◆ Exercise brief ◆
Every record that follows should appear again in your answer, exactly the same.

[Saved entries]
****************************************
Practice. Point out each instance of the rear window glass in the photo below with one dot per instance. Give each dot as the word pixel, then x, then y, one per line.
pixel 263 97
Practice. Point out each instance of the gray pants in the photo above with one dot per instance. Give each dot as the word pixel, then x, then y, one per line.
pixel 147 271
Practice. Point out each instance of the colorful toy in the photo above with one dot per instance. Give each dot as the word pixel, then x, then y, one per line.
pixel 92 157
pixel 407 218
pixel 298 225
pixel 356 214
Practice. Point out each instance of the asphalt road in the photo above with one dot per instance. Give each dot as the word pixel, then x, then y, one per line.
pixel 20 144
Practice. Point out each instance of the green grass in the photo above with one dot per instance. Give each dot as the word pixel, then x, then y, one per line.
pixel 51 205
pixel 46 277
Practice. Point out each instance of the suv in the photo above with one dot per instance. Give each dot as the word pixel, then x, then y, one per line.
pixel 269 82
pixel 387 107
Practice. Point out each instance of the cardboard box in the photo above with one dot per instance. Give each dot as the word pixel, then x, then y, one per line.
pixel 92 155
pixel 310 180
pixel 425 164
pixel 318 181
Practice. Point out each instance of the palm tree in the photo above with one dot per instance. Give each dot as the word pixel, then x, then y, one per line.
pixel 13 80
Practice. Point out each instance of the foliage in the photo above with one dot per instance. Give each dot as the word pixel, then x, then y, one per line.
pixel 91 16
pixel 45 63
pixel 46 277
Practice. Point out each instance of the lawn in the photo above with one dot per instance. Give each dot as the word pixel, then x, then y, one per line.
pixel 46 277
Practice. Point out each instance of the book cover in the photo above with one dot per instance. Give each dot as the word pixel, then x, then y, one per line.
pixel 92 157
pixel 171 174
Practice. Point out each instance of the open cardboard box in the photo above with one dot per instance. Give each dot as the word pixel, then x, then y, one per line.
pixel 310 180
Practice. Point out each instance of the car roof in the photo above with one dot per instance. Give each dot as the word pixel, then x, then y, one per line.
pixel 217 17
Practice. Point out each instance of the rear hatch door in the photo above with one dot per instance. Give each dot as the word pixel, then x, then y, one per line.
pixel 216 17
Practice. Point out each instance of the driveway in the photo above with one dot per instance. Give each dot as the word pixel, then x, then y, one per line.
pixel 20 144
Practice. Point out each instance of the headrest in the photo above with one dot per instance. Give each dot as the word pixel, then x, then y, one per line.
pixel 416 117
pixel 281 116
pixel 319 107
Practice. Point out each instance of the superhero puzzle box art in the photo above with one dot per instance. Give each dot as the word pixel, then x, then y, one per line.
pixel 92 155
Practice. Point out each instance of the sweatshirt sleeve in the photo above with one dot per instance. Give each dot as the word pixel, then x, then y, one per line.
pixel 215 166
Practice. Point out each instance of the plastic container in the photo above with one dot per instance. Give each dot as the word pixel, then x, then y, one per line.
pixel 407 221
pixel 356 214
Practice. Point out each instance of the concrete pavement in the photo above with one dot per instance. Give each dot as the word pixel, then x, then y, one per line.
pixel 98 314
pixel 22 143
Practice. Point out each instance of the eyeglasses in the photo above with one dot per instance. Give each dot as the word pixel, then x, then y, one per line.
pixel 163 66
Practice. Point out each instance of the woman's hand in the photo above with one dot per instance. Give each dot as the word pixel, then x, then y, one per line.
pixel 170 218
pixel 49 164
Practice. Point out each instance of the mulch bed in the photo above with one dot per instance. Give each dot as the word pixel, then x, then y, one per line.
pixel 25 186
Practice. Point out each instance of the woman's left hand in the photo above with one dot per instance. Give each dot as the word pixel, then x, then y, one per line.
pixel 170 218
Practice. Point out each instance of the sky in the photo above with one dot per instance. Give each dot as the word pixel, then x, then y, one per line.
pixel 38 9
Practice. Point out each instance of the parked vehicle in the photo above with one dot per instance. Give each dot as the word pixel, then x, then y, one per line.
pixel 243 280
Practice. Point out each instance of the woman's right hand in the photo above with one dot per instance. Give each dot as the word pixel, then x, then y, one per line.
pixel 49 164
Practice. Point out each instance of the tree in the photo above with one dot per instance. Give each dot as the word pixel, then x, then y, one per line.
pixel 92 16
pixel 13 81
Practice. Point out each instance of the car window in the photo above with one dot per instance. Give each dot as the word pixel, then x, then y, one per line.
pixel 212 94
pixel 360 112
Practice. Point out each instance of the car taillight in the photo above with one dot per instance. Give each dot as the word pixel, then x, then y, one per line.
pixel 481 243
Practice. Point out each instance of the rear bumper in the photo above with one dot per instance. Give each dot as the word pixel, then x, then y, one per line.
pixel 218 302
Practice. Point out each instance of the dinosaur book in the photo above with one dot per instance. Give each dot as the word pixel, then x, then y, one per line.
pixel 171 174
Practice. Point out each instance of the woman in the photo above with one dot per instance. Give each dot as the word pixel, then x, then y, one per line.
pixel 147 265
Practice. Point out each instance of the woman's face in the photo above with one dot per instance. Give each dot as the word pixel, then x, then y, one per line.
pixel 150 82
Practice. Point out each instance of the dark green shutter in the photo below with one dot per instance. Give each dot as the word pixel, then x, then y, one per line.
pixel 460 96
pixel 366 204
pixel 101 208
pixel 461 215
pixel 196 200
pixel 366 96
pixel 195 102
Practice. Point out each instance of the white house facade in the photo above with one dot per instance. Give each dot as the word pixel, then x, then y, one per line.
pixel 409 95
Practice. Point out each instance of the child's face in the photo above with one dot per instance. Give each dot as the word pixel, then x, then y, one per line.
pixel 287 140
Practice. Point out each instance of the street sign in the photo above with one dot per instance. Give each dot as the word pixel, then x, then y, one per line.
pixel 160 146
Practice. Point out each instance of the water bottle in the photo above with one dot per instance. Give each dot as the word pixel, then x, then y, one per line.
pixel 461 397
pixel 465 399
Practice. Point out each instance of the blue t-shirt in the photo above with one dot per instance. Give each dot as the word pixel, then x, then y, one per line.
****************************************
◆ Output of the exercise ◆
Practice. Point out each instance of the rear window glass in the photo below with one dot per instance. Give each dot as the word pixel, then x, then y, one per line.
pixel 263 97
Practice. Point out each instance of the gray pants in the photo above with one dot per instance. Give each dot as the word pixel, then x, then y, one per line.
pixel 147 271
Practice. Point out each instance of the colorful toy in the photo above with one dot per instance. Give each dot as the word pixel, then x, then y, one per line.
pixel 92 157
pixel 407 218
pixel 298 225
pixel 356 214
Practice. Point out each instance of the asphalt road in the photo above with one dot per instance. Give each dot as the word pixel, then x, then y, one per line.
pixel 20 144
Practice. Point out each instance of the green grass in the photo above with one dot per instance. Give each dot as the word pixel, then x, then y, one per line.
pixel 51 205
pixel 46 277
Practice. Point out each instance of the suv in the photo above with one dot per instance. Give each dot as the word pixel, then x, then y, one per line.
pixel 269 82
pixel 387 107
Practice. Point out each instance of the cardboard box in the photo above with one dot per instance. Give each dot as the word pixel, then x, then y, one per line.
pixel 92 155
pixel 310 180
pixel 425 164
pixel 318 181
Practice. Point out each instance of the palm tree in the photo above with one dot per instance. Give each dot as the word pixel, then x, then y, one per line.
pixel 13 80
Practice. Point out each instance of the foliage in the photo above with one dot per instance. Give each dot as the word pixel, then x, then y, one per line.
pixel 91 16
pixel 45 63
pixel 46 277
Practice. Point out each instance of the lawn in the photo above with one dot per instance. Give each dot as the word pixel, then x, then y, one per line.
pixel 46 277
Practice. Point out each instance of the book cover in the photo above with one dot per instance. Give each dot as the word pixel, then x, then y, one per line.
pixel 92 157
pixel 171 174
Practice. Point out each instance of the open cardboard box in the photo above with one dot per instance. Give each dot as the word pixel, then x, then y, one per line.
pixel 310 180
Practice. Point out each instance of the car roof in the photo above with one dot per instance. Give each dot as the word pixel, then x, then y, one per line.
pixel 217 17
Practice. Point out each instance of the rear hatch door in the photo above with one dot per instance. Give each dot as the word pixel, then x, then y, one per line.
pixel 216 17
Practice. Point out each instance of the driveway in the photo above with one dot per instance. Give each dot as the word pixel, then x, then y, one per line.
pixel 20 144
Practice. Point out each instance of the headrest in the photo above with one dot per instance. Give each dot as the word pixel, then x, then y, one per line.
pixel 416 117
pixel 281 116
pixel 319 107
Practice. Point out each instance of the superhero puzzle box art in the photo above with one dot per instance. Give each dot as the word pixel, then x, then y, one per line.
pixel 92 155
Practice. Point out each instance of the sweatshirt sleeve in the photo above with one dot per instance. Give each dot as the word pixel, then x, then y, one per line.
pixel 215 166
Practice. Point out each instance of the plastic container in the photo above with one dot per instance. Give each dot as the word pixel, then x, then y, one per line.
pixel 407 221
pixel 356 214
Practice. Point out each instance of the concrete pavement in the photo above with one dot per instance. Give each dot as the word pixel, then x, then y, one per line.
pixel 98 314
pixel 22 143
Practice. Point out each instance of the eyeglasses in the photo above with one dot per instance. Give each dot as the word pixel, then x, then y, one per line.
pixel 163 66
Practice. Point out each instance of the woman's hand in the photo above with one dot per instance. Give each dot as the word pixel, then x, then y, one per line.
pixel 170 218
pixel 49 164
Practice. Point out each instance of the mulch bed in the photo above with one dot per instance. Give each dot as the word pixel, then x, then y, one per line.
pixel 25 186
Practice. Point out each instance of the woman's left hand in the photo above with one dot per instance. Give each dot as the word pixel, then x, then y, one per line.
pixel 170 218
Practice. Point out each instance of the sky in the photo above with one dot per instance. Give each dot as the word pixel, then x, then y, one per line.
pixel 38 9
Practice. Point out each instance of the parked vehicle in the photo above with one dot per instance. Give each dot as the word pixel, then x, then y, one per line.
pixel 243 280
Practice. Point out each instance of the woman's right hand in the photo above with one dot per instance. Give each dot as the word pixel, then x, then y, one per line.
pixel 49 164
Practice. Point out each instance of the tree in the photo above with one dot per instance. Give each dot as the word pixel, then x, then y, one per line.
pixel 92 16
pixel 13 81
Practice. Point out each instance of the car window in the photo above with one dot per instance. Give each dot as the word pixel, then x, then y, one per line.
pixel 212 94
pixel 360 112
Practice. Point out each instance of the car taillight in the photo above with one dot per instance. Give each dot as the word pixel, then x, then y, one per line.
pixel 481 243
Practice. Point out each instance of the rear bumper in the photo above with one dot per instance. Give each dot as the word pixel, then x, then y, one per line.
pixel 218 302
Practice. Point out each instance of the dinosaur book in the photo above with one dot per instance. Give each dot as the word pixel, then x, then y, one per line.
pixel 171 174
Practice. Point out each instance of the woman in the photo above with one dot per instance. Give each dot as the word pixel, then x, then y, one per line.
pixel 147 265
Practice. Point out each instance of the woman's face in the photo above with one dot per instance. Give each dot as the word pixel, then x, then y, one per line.
pixel 150 82
Practice. Point out each instance of the dark green shutter in the photo below with one dot per instance. Give each dot as the word pixel, then x, then y, one per line.
pixel 460 96
pixel 366 204
pixel 101 208
pixel 461 215
pixel 196 200
pixel 366 96
pixel 195 102
Practice. Point out each instance of the white house facade in the photo above with one dot per instance. Give each dot as the word pixel, then x, then y, one per line.
pixel 409 95
Practice. Point out each instance of the child's face in the photo above with one dot per instance. Give each dot as the word pixel, then x, then y, one per line.
pixel 287 140
Practice. Point out each instance of the street sign in the photo above with one dot per instance. Give each dot as the word pixel, then x, then y, one per line.
pixel 160 146
Practice. Point out each instance of the water bottle in the photo above with one dot per instance. Give each dot as the word pixel, then x, then y, one per line.
pixel 461 397
pixel 465 399
Practice. Point out each instance of the blue t-shirt in the photo above with one dot per instance. Give each dot as the word pixel, then x, then y, one per line.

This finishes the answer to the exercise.